# START OF DATA SHOWN
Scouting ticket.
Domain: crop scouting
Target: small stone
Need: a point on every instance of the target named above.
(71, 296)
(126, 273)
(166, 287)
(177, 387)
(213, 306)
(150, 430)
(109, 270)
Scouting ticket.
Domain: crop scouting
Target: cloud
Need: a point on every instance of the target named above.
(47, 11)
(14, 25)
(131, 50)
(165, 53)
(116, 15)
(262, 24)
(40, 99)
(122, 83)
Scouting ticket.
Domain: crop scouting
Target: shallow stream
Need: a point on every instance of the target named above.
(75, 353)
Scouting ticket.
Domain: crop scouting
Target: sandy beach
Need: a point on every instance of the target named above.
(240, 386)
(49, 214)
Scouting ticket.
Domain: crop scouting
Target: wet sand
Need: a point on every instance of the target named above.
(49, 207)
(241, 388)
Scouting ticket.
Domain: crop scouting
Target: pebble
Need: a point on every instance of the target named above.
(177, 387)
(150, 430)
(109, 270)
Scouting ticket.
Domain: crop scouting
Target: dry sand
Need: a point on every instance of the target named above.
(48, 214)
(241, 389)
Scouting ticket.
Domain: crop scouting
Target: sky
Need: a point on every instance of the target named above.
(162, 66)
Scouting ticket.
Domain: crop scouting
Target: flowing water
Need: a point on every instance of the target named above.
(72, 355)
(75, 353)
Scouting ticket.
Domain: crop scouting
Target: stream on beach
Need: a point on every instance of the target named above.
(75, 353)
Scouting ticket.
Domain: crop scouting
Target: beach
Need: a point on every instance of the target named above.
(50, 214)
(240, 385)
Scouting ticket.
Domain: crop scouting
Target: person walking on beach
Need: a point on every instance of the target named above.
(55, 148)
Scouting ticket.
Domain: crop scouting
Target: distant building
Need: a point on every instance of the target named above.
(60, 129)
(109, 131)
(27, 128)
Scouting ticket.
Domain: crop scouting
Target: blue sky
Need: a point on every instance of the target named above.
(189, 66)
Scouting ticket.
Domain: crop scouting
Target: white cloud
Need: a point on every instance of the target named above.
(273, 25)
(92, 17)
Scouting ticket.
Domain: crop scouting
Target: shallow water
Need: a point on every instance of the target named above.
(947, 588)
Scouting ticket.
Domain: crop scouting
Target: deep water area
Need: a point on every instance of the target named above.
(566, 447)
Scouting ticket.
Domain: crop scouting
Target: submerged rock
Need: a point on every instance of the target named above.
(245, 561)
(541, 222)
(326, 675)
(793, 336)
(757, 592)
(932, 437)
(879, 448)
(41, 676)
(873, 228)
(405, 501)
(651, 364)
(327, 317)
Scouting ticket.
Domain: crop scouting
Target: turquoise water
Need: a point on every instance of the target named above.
# END OF DATA SHOWN
▶ **TASK TO COMPLETE**: Transcribe all lines as written.

▶ **CORRECT ANSWER**:
Scouting ticket.
Domain: crop scouting
Target: small stone
Need: a point on every instance of the target named above.
(71, 296)
(126, 273)
(166, 287)
(177, 387)
(213, 306)
(150, 430)
(109, 270)
Scouting ticket.
Domain: crop scouting
Target: cloud
Need: a point on every instance of the target named above.
(47, 11)
(14, 25)
(131, 50)
(165, 53)
(116, 15)
(262, 24)
(40, 99)
(122, 83)
Scouting ticket.
Domain: crop scouting
Target: shallow stream
Need: a point on every instance of the target named above.
(75, 353)
Scouting ticket.
Domain: crop scouting
Target: sandy beach
Need: a point on every instance of the target named above.
(240, 386)
(49, 214)
Scouting ticket.
Domain: crop scouting
Target: wet sand
Need: a point on every instance of the target named above.
(49, 207)
(241, 388)
Scouting ticket.
Domain: crop scouting
Target: pebble
Need: a point on every instance of the target named above.
(177, 387)
(150, 430)
(109, 270)
Scouting ticket.
Domain: crop scouting
Target: dry sand
Need: a point on every instance of the target named above.
(48, 214)
(241, 389)
Scouting ticket.
Domain: crop scouting
Target: sky
Need: a point on every instance of the target named above.
(162, 66)
Scouting ticket.
Domain: crop scouting
Target: flowing water
Need: a point on every instance of the target named above.
(72, 355)
(75, 353)
Scouting ticket.
Domain: crop scouting
Target: stream on beach
Need: a point on every instance of the target named above.
(75, 353)
Scouting ticket.
Domain: crop scouting
Target: beach
Need: a point on every instance of the target named above.
(50, 214)
(240, 385)
Scouting ticket.
Domain: crop scouting
Target: person walking on beach
Need: a point on every instance of the target named above.
(55, 148)
Scouting ticket.
Domain: crop scouting
Target: distant building
Need: a point on every instance of the target named above.
(60, 129)
(109, 131)
(27, 128)
Scouting ticket.
Domain: crop scouting
Target: blue sky
Need: a point on every instance of the target named above.
(189, 66)
Scouting ticket.
Domain: crop scouting
Target: white cloud
Need: a point on every instance of the target named above.
(273, 25)
(92, 17)
Scouting ticket.
Domain: crop scouting
Target: shallow water
Need: a point on every instance of the target named above.
(947, 588)
Scouting ticket.
Domain: crop scouting
Target: deep water area
Need: a point on every instance of the target named above.
(566, 447)
Scouting ticket.
Domain: crop scouting
Target: submerged rock
Need: a point on every instance of the target named above.
(245, 561)
(541, 222)
(326, 675)
(793, 336)
(757, 592)
(932, 437)
(879, 448)
(41, 676)
(873, 228)
(405, 501)
(651, 364)
(327, 317)
Scouting ticket.
Domain: crop scouting
Target: turquoise water
Need: a point on every instance of the target named above.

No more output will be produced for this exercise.